● Text section

==========

October is National Disability Employment Awareness Month – of which most people are unaware.  This lack of awareness exists because the evolution of disability rights is not a topic that garners much attention in our society.  But it should be, especially now, when so many of the basic benefits and rights for which the disabled have fought are under siege.

Thankfully, the third, and hopefully final, attempt to repeal the Affordable Care Act has failed.  The dramatic cuts to Medicaid embedded in the Graham-Cassidy health care reform plan would have been disastrous for people with complex, pre-existing medical conditions, including many persons with disabilities. 

Gaining steam in Congress is legislation (The ADA Education and Reform Act of 2017) that would make it significantly more time-consuming and burdensome to enforce the requirements of the Americans with Disabilities Act.  Also, the Federal Department of Education has scaled back the power and available resources of their internal divisions that monitor civil rights abuses, which directly impacts children with disabilities in schools and community settings.

And then there is Charlottesville: a torchlight procession meant to evoke similar marches by Hitler Youth erupts in violence and ends in tragedy.  The spectacle, particularly the Nazi symbolism, unnerved the disability community as well as African Americans and people of the Jewish faith.  As highlighted in a recent opinion piece for The New York Times, the disabled were the first victims of the Nazis.  Indeed, from 1939 to 1941, between 75,000 and 250,000 people with intellectual or physical disabilities were systematically killed under Aktion T4, the Nazi “euthanasia” program. 

Many Americans are also unaware of disability rights movement history in the U.S.  They do not know, for example, that until the 1970s some states maintained “ugly laws” that made it a crime for persons who were “unsightly or unseemly” to appear in public.  They are uninformed about the forced sterilization of the mentally ill and the mistreatment, institutionalization, and segregation of citizens with disabilities, as well as the efforts of those who fought against these forces and championed the civil rights of the disabled. 

This unfamiliarity with the history of disability rights movement is not surprising.  It is a subject that is not taught in any depth in our local schools. This educational/informational void makes it harder for people to talk about disability, and consequently, disability gets left out of important discussions around equity.

Evanston CASE is committed to changing this – to shining a light on disability, facilitating conversations about disability, and removing barriers that prevent people with disabilities from accessing the benefits of this amazing community.

==========

● Material provided
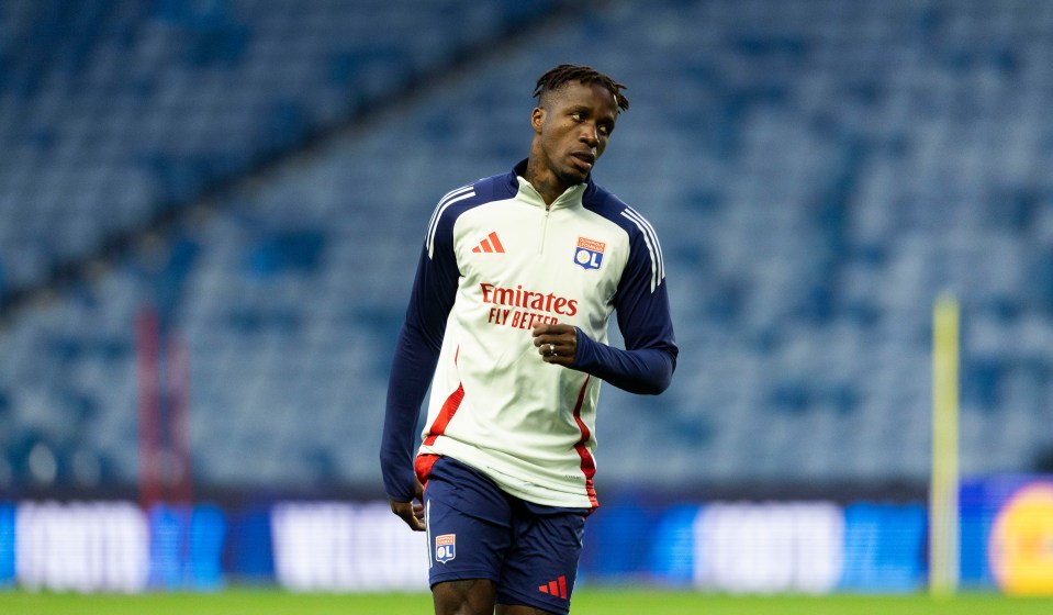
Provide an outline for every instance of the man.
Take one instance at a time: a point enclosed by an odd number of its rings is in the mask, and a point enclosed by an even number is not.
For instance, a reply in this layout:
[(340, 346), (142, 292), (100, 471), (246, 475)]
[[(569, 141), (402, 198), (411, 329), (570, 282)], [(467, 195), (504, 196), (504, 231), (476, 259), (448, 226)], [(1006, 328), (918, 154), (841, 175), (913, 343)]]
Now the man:
[[(658, 394), (672, 378), (658, 237), (591, 179), (628, 109), (624, 88), (585, 66), (546, 72), (529, 157), (432, 215), (380, 457), (392, 512), (427, 530), (439, 615), (569, 612), (598, 505), (600, 382)], [(606, 344), (614, 311), (626, 349)]]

==========

● Activity
Revise the disability rights text from "Thankfully, the third, and" up to and including "and community settings.", replacing "burdensome" with "costly".

● Solution to this task
Thankfully, the third, and hopefully final, attempt to repeal the Affordable Care Act has failed.  The dramatic cuts to Medicaid embedded in the Graham-Cassidy health care reform plan would have been disastrous for people with complex, pre-existing medical conditions, including many persons with disabilities. 

Gaining steam in Congress is legislation (The ADA Education and Reform Act of 2017) that would make it significantly more time-consuming and costly to enforce the requirements of the Americans with Disabilities Act.  Also, the Federal Department of Education has scaled back the power and available resources of their internal divisions that monitor civil rights abuses, which directly impacts children with disabilities in schools and community settings.